> [SOURCE PASSAGE]:
★ ★ ★

Does being pro-life require support for current gun control proposals?
Several liberals are making this claim. But they don’t have much support in actual Catholic teaching.
One source they are citing is a blog post last month by Cardinal Dolan supporting New York’s recent gun control bill.
Like all of Cardinal Dolan’s communications, his gun control statement is candid. The Cardinal’s words actually illustrate the lack of precise Catholic teaching in this area.
Cardinal Dolan declares, “I was very much in favor a month ago when our own New York State legislature, heeding the call of Governor Cuomo, passed NY Safe.” This is the law that, among other things, made NY’s laws even more restrictive on legal gun purchases than they already were, by for example imposing a 7-round limit on gun magazines.

★ ★ ★

> [EXCERPTED DATA]:
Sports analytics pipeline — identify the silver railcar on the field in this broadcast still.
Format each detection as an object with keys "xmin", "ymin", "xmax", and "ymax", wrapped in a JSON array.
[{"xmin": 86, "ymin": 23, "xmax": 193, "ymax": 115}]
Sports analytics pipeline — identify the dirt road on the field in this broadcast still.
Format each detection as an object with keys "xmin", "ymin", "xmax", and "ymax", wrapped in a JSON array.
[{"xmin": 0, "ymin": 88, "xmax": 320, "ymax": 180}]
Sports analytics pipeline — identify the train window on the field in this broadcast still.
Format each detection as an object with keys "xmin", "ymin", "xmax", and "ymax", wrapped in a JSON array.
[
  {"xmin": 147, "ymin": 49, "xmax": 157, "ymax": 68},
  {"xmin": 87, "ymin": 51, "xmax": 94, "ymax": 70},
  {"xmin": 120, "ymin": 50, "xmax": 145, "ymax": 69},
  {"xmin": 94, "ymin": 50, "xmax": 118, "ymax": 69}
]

★ ★ ★

> [TASK INSTRUCTIONS]: Copy the passage on Catholic teaching and gun control word for word, in full. These lines have no connection to the passage on Catholic teaching and gun control.

> [OUTPUT BELOW]:
Does being pro-life require support for current gun control proposals?
Several liberals are making this claim. But they don’t have much support in actual Catholic teaching.
One source they are citing is a blog post last month by Cardinal Dolan supporting New York’s recent gun control bill.
Like all of Cardinal Dolan’s communications, his gun control statement is candid. The Cardinal’s words actually illustrate the lack of precise Catholic teaching in this area.
Cardinal Dolan declares, “I was very much in favor a month ago when our own New York State legislature, heeding the call of Governor Cuomo, passed NY Safe.” This is the law that, among other things, made NY’s laws even more restrictive on legal gun purchases than they already were, by for example imposing a 7-round limit on gun magazines.